ATIVIDADE PROPOSTA 1: De acordo com o texto sobre a esporotricose, quanto tempo dura, em média, a terapia medicamentosa?
ATIVIDADE PROPOSTA 2: Resuma o texto sobre a esporotricose em duas frases.
ATIVIDADE PROPOSTA 3: Transcreva do texto sobre a esporotricose o trecho entre "Mas por que" e "estudos e especulações.", inclusive.

TEXTO EM ESTUDO:

Que fique claro: os gatos não são culpados pela esporotricose. Eles são tão vítimas quanto os cães e as pessoas — e a falta de políticas públicas para controlar a disseminação do fungo permitiu o espalhamento, reforçam as fontes ouvidas pela BBC News Brasil.

Mas por que essa situação se tornou um problema a partir do Rio de Janeiro durante os últimos anos?

Desequilíbrios ambientais

O microbiologista Marcio Lourenço Rodrigues, da FioCruz Paraná, esclarece que a ascensão do Sporothrix brasiliensis ainda é objeto de estudos e especulações.

“Por que ele já estava ali no solo e, de repente, virou uma emergência de saúde pública?”, questiona.

“Há uma associação direta entre esse fato e a ocupação do solo, o desmatamento e a construção de moradias. Ou seja, você passa a ter uma desorganização de ecossistemas que antes estavam em equilíbrio e isso expõe animais e seres humanos a novos patógenos”, completa.

Assim que o fungo chegou nos gatos silvestres e de rua, o “pulo” para os seres humanos foi relativamente fácil. Afinal, esses felinos são extremamente comuns em muitos bairros brasileiros.

Não raramente, as crianças brincam com eles e os adultos veem com bons olhos tê-los por perto, como uma maneira de controlar infestações de ratos.

Ou seja, todo o contexto de desequilíbrio ambiental somado à proximidade com os animais facilitou o contato com o fungo, que passou a causar a doença em milhares de pessoas nas últimas duas décadas.

Embora essas observações ajudem a explicar como o surto provocado pelo Sporothrix brasiliensis surgiu, elas não permitem entender como o problema se espalhou para outros lugares além do Rio de Janeiro.

Na Argentina, por exemplo, foram detectados 0,16 novos casos por mês de esporotricose felina em 2011. Já em 2019, essa taxa estava em 0,75 casos — um crescimento de mais de quatro vezes em menos de uma década.

“Os gatos transitam por um território e podem atravessar fronteiras secas de Estados ou até de países”, diz Telles.

“Além disso, podem ser transportados pelas pessoas que se mudam de bairro ou cidade”, complementa.

Outra possível explicação para o espalhamento do Sporothrix brasiliensis por vários países das Américas está nos ratos.

Alguns estudos mostram que esses roedores também podem carregar o fungo — e ir de um lugar a outro durante o transporte de alimentos por caminhões ou navios.

Num novo local, os ratos são caçados pelos gatos que moram ali. Os felinos, por sua vez, acabam se infectando e dão início a um novo ciclo de esporotricose.

Para completar, como esses animais carregam o fungo nas garras, na saliva e no sangue, podem transmiti-lo a seres humanos por meio de mordidas ou arranhões.

O que fazer?

Em comparação com outros fungos do mesmo gênero, o Sporothrix brasiliensis é mais virulento (ou seja, se espalha com maior facilidade) e pode causar quadros infecciosos mais severos.

O tratamento também não é dos mais fáceis: nem sempre os remédios antifúngicos disponíveis funcionam de primeira.

A terapia medicamentosa costuma durar, em média, 187 dias, calcula um estudo recente da Universidade Federal do Rio Grande (FURG).

DADOS FORNECIDOS:
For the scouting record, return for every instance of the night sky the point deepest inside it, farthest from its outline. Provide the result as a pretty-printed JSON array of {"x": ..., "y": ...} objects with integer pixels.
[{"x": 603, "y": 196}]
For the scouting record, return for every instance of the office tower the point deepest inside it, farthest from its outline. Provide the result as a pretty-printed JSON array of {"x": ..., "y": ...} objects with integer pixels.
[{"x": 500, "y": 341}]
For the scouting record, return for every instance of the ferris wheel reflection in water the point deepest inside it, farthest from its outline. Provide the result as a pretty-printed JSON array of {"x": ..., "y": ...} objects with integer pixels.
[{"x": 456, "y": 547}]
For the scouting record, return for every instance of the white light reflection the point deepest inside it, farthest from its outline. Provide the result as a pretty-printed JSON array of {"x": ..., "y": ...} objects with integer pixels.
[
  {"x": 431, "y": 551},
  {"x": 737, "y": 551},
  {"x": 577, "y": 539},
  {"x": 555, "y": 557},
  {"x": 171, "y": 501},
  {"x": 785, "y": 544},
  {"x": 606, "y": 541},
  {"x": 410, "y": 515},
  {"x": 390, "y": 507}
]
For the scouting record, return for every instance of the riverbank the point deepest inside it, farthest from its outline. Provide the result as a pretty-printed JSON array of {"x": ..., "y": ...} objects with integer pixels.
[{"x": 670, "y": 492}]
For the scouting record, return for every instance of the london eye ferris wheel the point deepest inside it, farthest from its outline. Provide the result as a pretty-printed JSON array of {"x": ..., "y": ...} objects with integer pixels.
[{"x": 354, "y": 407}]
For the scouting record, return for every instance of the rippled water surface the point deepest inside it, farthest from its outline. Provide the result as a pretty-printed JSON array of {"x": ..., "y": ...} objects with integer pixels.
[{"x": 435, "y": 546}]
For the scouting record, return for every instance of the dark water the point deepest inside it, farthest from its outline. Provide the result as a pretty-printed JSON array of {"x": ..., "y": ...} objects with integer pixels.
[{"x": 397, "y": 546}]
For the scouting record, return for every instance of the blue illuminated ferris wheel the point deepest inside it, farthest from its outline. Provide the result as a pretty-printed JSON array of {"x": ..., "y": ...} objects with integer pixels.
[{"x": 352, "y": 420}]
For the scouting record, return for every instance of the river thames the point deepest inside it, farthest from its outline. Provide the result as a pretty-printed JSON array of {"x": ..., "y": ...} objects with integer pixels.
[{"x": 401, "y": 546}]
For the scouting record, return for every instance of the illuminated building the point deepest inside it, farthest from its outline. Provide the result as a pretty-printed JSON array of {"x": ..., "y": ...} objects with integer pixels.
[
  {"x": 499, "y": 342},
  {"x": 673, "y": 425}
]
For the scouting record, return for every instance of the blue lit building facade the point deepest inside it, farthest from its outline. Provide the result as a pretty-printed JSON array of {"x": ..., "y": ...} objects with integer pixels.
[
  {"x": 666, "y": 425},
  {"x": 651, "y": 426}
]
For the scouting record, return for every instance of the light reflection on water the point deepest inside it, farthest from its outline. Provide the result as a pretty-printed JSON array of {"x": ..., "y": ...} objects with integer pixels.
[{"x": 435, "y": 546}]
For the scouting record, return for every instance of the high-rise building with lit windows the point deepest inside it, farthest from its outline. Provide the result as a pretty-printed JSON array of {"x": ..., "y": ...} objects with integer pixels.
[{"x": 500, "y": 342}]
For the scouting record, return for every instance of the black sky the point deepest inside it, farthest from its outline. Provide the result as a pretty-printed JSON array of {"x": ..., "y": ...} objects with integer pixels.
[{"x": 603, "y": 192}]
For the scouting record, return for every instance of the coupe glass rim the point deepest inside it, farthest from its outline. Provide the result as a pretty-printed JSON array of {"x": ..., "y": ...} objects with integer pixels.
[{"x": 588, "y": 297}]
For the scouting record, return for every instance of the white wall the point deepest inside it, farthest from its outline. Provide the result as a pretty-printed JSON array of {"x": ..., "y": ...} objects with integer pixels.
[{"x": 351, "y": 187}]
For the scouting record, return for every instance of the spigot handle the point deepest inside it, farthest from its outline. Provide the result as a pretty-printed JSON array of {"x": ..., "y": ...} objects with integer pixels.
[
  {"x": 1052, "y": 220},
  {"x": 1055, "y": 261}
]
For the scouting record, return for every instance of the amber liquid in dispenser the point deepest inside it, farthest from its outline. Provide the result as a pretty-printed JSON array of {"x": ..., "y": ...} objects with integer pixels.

RESPOSTA DO EXERCÍCIO 1: Dura, em média, 187 dias.

RESPOSTA DO EXERCÍCIO 2: Os gatos não são culpados pela esporotricose, cuja ascensão está associada a desequilíbrios ambientais, como o desmatamento e a ocupação do solo, somados à proximidade das pessoas com esses felinos. O fungo Sporothrix brasiliensis pode ter se espalhado pelo deslocamento de gatos e de ratos, é mais virulento que outros fungos do mesmo gênero e tem tratamento difícil, que dura em média 187 dias.

RESPOSTA DO EXERCÍCIO 3:
Mas por que essa situação se tornou um problema a partir do Rio de Janeiro durante os últimos anos?

Desequilíbrios ambientais

O microbiologista Marcio Lourenço Rodrigues, da FioCruz Paraná, esclarece que a ascensão do Sporothrix brasiliensis ainda é objeto de estudos e especulações.